- Extrahierter Text:

***

Ansonsten sind in Belgien Lebensmittel und vor allem Kosmetik-Produkte (Deo, Duschgel etc.) deutlich teurer. Es gibt in Gent aber auch Aldi- und LIDL-Supermärkte, in denen der Unterschied nicht allzu groß ist. Wer im Westen der Altstadt lebt, sollte unbedingt mal bei Colruyt einkaufen – hat ein bisschen was von Lagerverkauf für Lebensmittel, dafür sind hier Bio-Produkte und die ganz normalen »Markenprodukte« verhältnismäßig günstig.
Was ich in Gent fast am meisten zu schätzen gelernt habe, ist die vielfältige Bierkultur. Es gibt in der Altstadt Kneipen (De Dulle Griet – über 300 Biere; Trollekelder), die unfassbar viele, unterschiedliche, größtenteils belgische Biere anbieten, die jeweils im passenden Glas serviert werden. Zwar gibt es auch ein ganz normales Pilsener (Jupiler, Stella etc.), aber viel interessanter sind die zumeist hochprozentigen, »guten« Biere. Hierzu zählen bspw. die Abtei- und Trappistenbiere. Letztere dürfen nur von Mönchen gebraut werden. Die Trappisten-Brauereien kann man weltweit an zwei Händen abzählen, wobei die meisten in Belgien zu finden sind. Zu meinen Favoriten zählen u. a das Rochefort 10 (ein dunkles Starkbier, 11,3%), das blonde Karmeliet (8,4%), das blonde La Chouffe (8%), Delirium-Biere, Straffe Hendrick (9%) und die Biere der Brauerei Chimay.
Wer sich nach einem ausgiebigen Kneipen-Besuch in Feierlaune getrunken hat, hat die Wahl zwischen dem Overpoort – die studentische Partymeile mit etlichen kleinen Bars und Clubs für die jüngere Studenten-Generation – oder den Clubs nahe bzw. in der Altstadt wie das Charlatan, in dem der Altersdurchschnitt eher gemischt ist. Das Charlatan hat mir persönlich am meisten zugesagt, zudem gibt es hier einen sehr schönen Innenhof mit Bar und Kamin. Nach einer durchzechten Nacht schmecken die sowieso schon köstlichen, belgischen Pommes umso leckerer. In den Pommes Buden (die hier Frituur heißen) wird jeder, der noch nicht in Belgien war, Augen machen. Die Auswahl an frittierten Leckereien ist riesig. Das gilt auch für die Saucen (Tipp: Stoofvlees-Sauce, eine Gulaschsauce oder einfach mal durchprobieren).

***

(Einträge zur Bildsegmentierung)

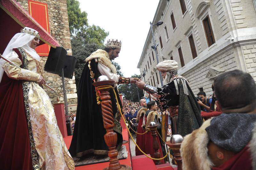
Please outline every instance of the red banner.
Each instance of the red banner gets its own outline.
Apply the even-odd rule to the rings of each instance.
[[[47,4],[28,0],[28,12],[41,26],[48,33],[50,32]],[[50,46],[45,44],[36,47],[36,50],[38,55],[48,56]]]

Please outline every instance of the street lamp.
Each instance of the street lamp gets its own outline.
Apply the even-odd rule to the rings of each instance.
[[[154,46],[152,46],[151,48],[155,50],[155,52],[156,52],[156,61],[157,62],[157,64],[159,63],[159,61],[158,59],[158,54],[157,54],[157,51],[156,50],[156,47],[157,45],[156,45],[156,42],[155,41],[155,39],[154,39],[154,33],[153,32],[153,26],[156,25],[157,26],[159,26],[159,25],[162,25],[163,23],[164,22],[162,21],[159,21],[157,22],[156,24],[152,24],[152,23],[151,22],[151,21],[150,22],[150,27],[151,28],[151,31],[152,32],[152,36],[153,37],[153,42],[154,43]],[[162,74],[160,71],[159,71],[159,74],[160,75],[160,81],[161,82],[161,86],[163,86],[164,85],[164,84],[163,83],[163,78],[162,78]],[[145,77],[144,79],[145,79]]]
[[[146,83],[146,81],[145,80],[145,75],[146,75],[146,71],[145,70],[143,71],[143,74],[142,74],[142,76],[144,77],[144,82]],[[144,92],[143,93],[144,94],[145,93],[145,91],[144,91]]]

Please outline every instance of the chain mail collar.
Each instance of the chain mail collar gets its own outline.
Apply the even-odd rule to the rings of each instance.
[[[167,76],[167,84],[173,81],[175,88],[176,89],[176,93],[177,95],[179,95],[180,92],[179,90],[179,85],[180,85],[180,80],[182,83],[184,91],[184,94],[188,95],[188,87],[187,86],[186,82],[188,83],[188,80],[185,77],[181,75],[178,75],[178,70],[176,69],[173,71],[167,72],[166,75]]]

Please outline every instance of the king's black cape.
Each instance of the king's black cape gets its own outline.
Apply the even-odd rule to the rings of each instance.
[[[90,77],[88,62],[84,68],[79,82],[77,108],[74,131],[69,150],[73,157],[81,157],[91,153],[97,155],[108,153],[108,148],[105,143],[104,136],[106,131],[103,126],[103,120],[100,105],[97,104],[95,88]],[[101,75],[97,68],[98,63],[94,59],[91,61],[92,70],[97,80]],[[115,90],[120,106],[122,105],[116,87]],[[113,90],[109,91],[111,97],[115,127],[114,131],[117,135],[117,149],[122,144],[122,128],[119,122],[120,115],[118,113],[115,95]]]

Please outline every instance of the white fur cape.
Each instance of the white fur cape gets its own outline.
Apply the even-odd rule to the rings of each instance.
[[[91,61],[94,58],[99,58],[99,61],[102,64],[106,66],[111,70],[112,73],[116,74],[116,68],[111,62],[108,54],[105,50],[98,49],[86,58],[85,61],[86,62]]]

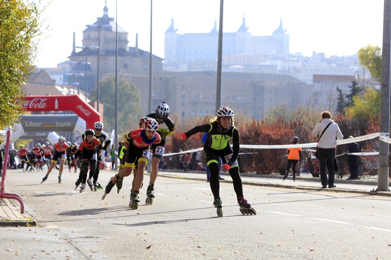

***

- Aufgabenziel: Welche Bezeichnung tragen die Pommes-Buden laut dem Text über Gent?

- Antwort zur Aufgabe: Sie heißen Frituur.